++++ 引用文

集団免疫が魅力的に見えてきた…外出自粛あと一カ月?
アカデミー作品賞を獲得した映画「スラムドッグ$ミリオネア」(英、2008年)に出演したインドの俳優が亡くなったと聞いて、てっきりクイズ番組に挑む主役、主役の兄、ヒロインを年代別に演じたいずれかと思ったら、主役を厳しく取り調べた警察官役だった。
新型コロナウィルスの感染拡大に伴い、インドで実施した封鎖措置のニュース映像を見て、この映画のことを思い出していたところだ。武装した警官隊が外出禁止令に従わない住民らを取り囲んで容赦なく殴り付けていた。いやはや恐ろしい国だと震えていた次第。

++++++++
++++ 保存データ

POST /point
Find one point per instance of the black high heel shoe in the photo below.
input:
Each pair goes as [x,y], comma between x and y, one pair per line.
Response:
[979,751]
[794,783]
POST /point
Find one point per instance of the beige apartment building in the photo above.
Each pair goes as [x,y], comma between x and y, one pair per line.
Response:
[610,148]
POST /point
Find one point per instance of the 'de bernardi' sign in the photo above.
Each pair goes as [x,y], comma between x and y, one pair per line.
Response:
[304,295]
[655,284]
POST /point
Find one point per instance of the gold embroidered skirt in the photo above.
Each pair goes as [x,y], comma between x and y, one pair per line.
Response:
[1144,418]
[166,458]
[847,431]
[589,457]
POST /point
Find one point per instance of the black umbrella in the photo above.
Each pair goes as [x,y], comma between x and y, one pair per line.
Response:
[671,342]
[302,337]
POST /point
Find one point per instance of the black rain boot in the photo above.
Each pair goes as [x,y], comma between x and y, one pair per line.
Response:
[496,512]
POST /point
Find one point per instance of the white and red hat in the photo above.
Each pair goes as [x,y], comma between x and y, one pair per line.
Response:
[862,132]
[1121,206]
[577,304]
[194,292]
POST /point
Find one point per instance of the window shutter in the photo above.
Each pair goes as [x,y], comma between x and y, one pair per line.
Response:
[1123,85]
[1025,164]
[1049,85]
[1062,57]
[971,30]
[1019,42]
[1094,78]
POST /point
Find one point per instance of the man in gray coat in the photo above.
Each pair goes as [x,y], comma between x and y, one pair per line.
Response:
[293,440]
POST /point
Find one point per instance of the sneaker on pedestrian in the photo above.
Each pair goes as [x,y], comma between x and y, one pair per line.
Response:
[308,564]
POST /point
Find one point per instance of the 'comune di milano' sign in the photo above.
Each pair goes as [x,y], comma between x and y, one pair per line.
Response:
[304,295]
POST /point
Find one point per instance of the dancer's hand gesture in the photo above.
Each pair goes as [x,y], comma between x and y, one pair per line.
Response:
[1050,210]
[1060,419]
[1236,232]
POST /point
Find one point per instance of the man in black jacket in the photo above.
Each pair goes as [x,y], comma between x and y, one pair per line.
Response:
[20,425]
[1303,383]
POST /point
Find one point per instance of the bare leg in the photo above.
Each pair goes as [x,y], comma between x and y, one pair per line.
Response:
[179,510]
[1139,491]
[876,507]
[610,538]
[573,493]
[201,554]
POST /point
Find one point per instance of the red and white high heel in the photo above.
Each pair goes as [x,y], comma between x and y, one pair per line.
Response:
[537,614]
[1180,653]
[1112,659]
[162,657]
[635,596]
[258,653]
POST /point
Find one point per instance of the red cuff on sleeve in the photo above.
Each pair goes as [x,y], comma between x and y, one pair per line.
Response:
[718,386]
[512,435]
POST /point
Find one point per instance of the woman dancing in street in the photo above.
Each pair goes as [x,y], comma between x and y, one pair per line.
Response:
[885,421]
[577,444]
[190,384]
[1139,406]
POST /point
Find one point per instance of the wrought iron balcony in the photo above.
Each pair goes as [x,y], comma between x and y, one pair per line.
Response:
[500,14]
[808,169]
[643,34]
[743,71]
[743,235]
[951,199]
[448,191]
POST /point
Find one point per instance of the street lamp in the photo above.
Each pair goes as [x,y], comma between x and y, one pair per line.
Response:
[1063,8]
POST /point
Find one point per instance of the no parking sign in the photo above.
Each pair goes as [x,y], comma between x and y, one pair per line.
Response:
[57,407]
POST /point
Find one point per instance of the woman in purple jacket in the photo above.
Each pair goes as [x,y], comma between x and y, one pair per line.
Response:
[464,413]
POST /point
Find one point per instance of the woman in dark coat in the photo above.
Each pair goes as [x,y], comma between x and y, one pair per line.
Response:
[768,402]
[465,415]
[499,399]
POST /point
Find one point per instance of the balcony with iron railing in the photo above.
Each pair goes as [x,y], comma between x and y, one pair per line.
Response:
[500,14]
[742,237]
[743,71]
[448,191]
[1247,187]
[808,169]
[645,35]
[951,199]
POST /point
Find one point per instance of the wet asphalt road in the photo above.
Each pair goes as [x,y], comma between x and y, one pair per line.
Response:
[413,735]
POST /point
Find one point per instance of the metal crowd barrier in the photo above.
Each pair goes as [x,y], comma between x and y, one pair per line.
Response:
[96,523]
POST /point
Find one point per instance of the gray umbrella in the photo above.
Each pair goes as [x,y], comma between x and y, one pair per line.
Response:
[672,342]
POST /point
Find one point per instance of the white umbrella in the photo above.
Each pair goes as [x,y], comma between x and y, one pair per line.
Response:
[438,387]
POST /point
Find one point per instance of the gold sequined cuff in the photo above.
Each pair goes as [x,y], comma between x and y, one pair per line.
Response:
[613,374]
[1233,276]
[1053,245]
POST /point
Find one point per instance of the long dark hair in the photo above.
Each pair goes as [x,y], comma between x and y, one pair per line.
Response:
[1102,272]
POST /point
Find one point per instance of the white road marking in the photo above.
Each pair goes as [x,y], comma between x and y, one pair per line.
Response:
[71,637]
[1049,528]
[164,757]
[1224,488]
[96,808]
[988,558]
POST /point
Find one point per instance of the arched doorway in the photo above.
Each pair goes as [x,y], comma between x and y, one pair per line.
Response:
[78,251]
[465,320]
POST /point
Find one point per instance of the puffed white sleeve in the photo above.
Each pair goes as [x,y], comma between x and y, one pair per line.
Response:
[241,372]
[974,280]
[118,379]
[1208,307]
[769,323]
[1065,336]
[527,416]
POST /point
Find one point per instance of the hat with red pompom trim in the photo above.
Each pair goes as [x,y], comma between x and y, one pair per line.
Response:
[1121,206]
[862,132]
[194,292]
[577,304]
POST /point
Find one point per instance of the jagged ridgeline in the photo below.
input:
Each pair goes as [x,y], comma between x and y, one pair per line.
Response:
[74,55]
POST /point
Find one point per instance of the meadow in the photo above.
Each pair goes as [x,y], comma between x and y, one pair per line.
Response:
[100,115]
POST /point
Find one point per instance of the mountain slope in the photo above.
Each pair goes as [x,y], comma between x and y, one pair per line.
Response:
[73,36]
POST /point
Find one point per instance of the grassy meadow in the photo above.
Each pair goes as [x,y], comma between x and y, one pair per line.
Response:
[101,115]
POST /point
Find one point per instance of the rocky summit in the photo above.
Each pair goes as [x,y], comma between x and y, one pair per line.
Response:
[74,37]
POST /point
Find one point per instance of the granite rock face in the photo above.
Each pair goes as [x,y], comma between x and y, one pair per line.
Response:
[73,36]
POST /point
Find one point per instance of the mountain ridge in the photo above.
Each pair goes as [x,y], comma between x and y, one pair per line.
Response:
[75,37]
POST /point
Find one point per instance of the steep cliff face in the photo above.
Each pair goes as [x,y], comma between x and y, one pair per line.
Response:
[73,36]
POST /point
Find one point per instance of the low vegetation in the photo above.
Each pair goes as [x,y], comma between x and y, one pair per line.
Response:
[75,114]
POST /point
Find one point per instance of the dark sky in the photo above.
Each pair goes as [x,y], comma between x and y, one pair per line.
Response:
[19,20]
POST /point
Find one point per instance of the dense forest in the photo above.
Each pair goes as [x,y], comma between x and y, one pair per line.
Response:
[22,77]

++++++++

* 課題一覧:
1. 上の引用文から、「集団免疫が魅力的に見えてきた…外出自粛あと一カ月?」から「ろしい国だと震えていた次第。」までの部分を一字も変えずに出力してください。
2. 引用文について、次の問いに答えよ。
(a) 映画「スラムドッグ$ミリオネア」が獲得したアカデミー賞は何か。
(b) 亡くなったインドの俳優がその映画で演じたのはどんな役か。
(c) インドの封鎖措置のニュース映像で、武装した警官隊は住民らに何をしていたか。

* 解答例:
1.
集団免疫が魅力的に見えてきた…外出自粛あと一カ月?
アカデミー作品賞を獲得した映画「スラムドッグ$ミリオネア」(英、2008年)に出演したインドの俳優が亡くなったと聞いて、てっきりクイズ番組に挑む主役、主役の兄、ヒロインを年代別に演じたいずれかと思ったら、主役を厳しく取り調べた警察官役だった。
新型コロナウィルスの感染拡大に伴い、インドで実施した封鎖措置のニュース映像を見て、この映画のことを思い出していたところだ。武装した警官隊が外出禁止令に従わない住民らを取り囲んで容赦なく殴り付けていた。いやはや恐ろしい国だと震えていた次第。

2.
(a) 作品賞
(b) 主役を厳しく取り調べた警察官役
(c) 外出禁止令に従わない住民らを取り囲み、容赦なく殴り付けていた。